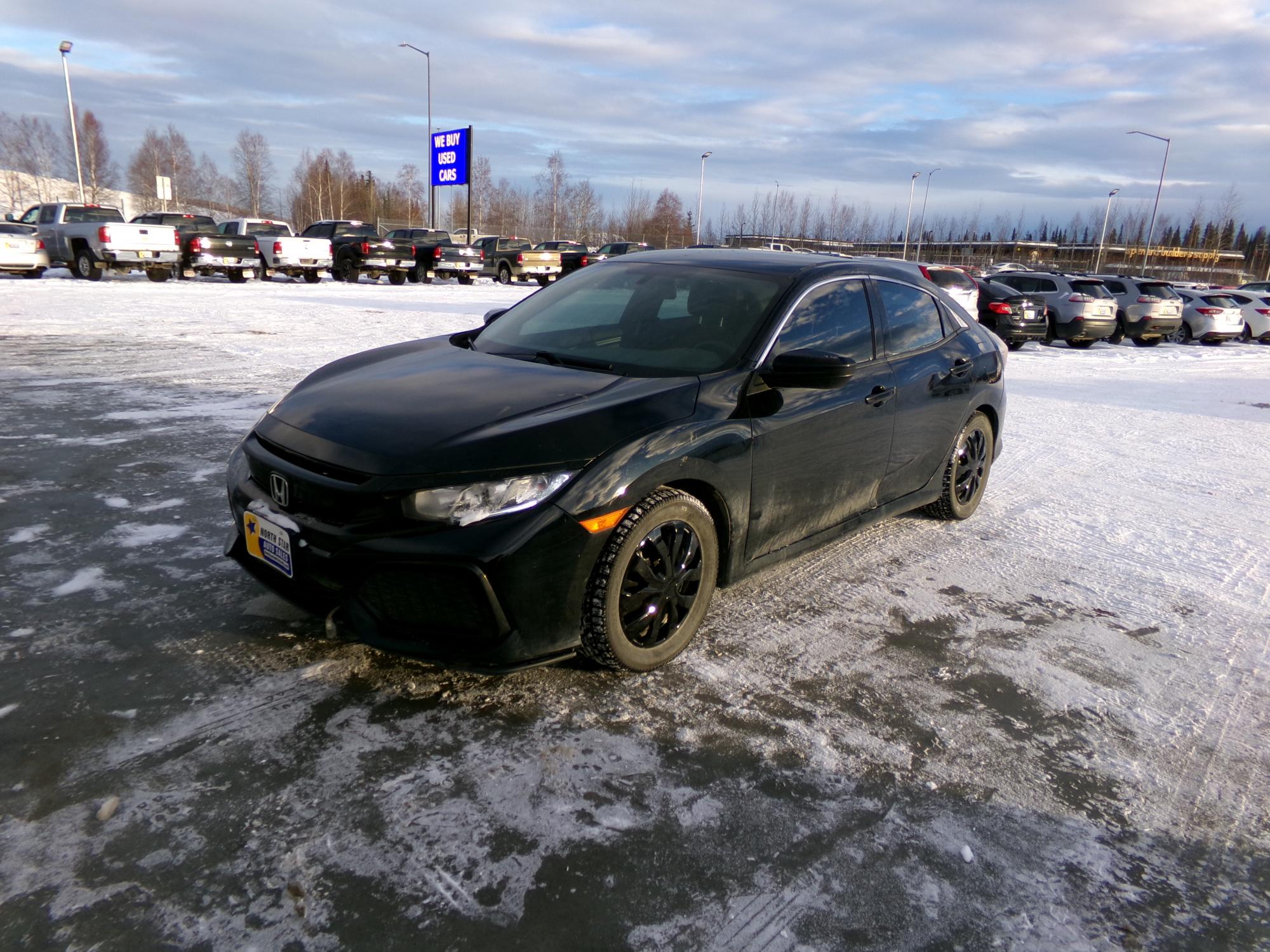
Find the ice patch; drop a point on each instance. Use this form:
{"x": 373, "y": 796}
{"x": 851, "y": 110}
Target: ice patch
{"x": 83, "y": 579}
{"x": 133, "y": 535}
{"x": 30, "y": 535}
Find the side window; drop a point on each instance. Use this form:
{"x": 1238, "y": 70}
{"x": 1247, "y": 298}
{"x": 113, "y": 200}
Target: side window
{"x": 912, "y": 318}
{"x": 832, "y": 318}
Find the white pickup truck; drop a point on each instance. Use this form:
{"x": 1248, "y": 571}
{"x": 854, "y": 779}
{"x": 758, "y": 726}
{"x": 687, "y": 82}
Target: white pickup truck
{"x": 283, "y": 252}
{"x": 92, "y": 239}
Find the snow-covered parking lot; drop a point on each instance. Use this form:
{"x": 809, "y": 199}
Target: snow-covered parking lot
{"x": 1042, "y": 729}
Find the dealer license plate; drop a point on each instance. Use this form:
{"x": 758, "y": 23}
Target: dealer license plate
{"x": 269, "y": 543}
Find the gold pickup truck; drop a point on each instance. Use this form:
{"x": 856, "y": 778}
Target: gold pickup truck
{"x": 509, "y": 258}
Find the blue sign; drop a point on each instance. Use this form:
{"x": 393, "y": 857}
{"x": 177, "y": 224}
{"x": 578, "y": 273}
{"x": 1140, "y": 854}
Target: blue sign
{"x": 450, "y": 153}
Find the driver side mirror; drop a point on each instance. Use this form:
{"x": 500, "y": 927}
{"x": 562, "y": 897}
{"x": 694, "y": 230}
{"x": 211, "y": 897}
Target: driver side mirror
{"x": 812, "y": 370}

§

Output every entry exactly. Pictures stay out.

Find the ice patch; drop a point on each instance. Use this form:
{"x": 373, "y": 796}
{"x": 851, "y": 110}
Target: ice patch
{"x": 83, "y": 579}
{"x": 133, "y": 535}
{"x": 30, "y": 535}
Find the side window; drop a point on each instance. Use this form:
{"x": 1238, "y": 70}
{"x": 1247, "y": 298}
{"x": 113, "y": 200}
Target: side window
{"x": 912, "y": 318}
{"x": 832, "y": 318}
Find the white pickup truck; drop a point on each instance. Use this form:
{"x": 1248, "y": 571}
{"x": 854, "y": 779}
{"x": 758, "y": 726}
{"x": 687, "y": 82}
Target: white pickup truck
{"x": 283, "y": 252}
{"x": 92, "y": 239}
Find the snow-covered parking lot; drop a point on each instance. Use this form:
{"x": 809, "y": 199}
Target: snow-covered parking lot
{"x": 1042, "y": 729}
Find the dealer license plate; drop a point on each instance. Use this form:
{"x": 758, "y": 23}
Target: dealer license plate
{"x": 269, "y": 543}
Find the gold pickup truck; drop a point on each instance. Use this form:
{"x": 856, "y": 778}
Target: gold pickup truck
{"x": 509, "y": 258}
Find the blue sign; drop a point on each instance. Use this form:
{"x": 393, "y": 857}
{"x": 177, "y": 224}
{"x": 578, "y": 273}
{"x": 1140, "y": 854}
Target: blue sign
{"x": 450, "y": 153}
Find the driver side mirror; drop a point on each instance. Use this form:
{"x": 500, "y": 927}
{"x": 562, "y": 897}
{"x": 694, "y": 230}
{"x": 211, "y": 897}
Target: driver side mirror
{"x": 812, "y": 370}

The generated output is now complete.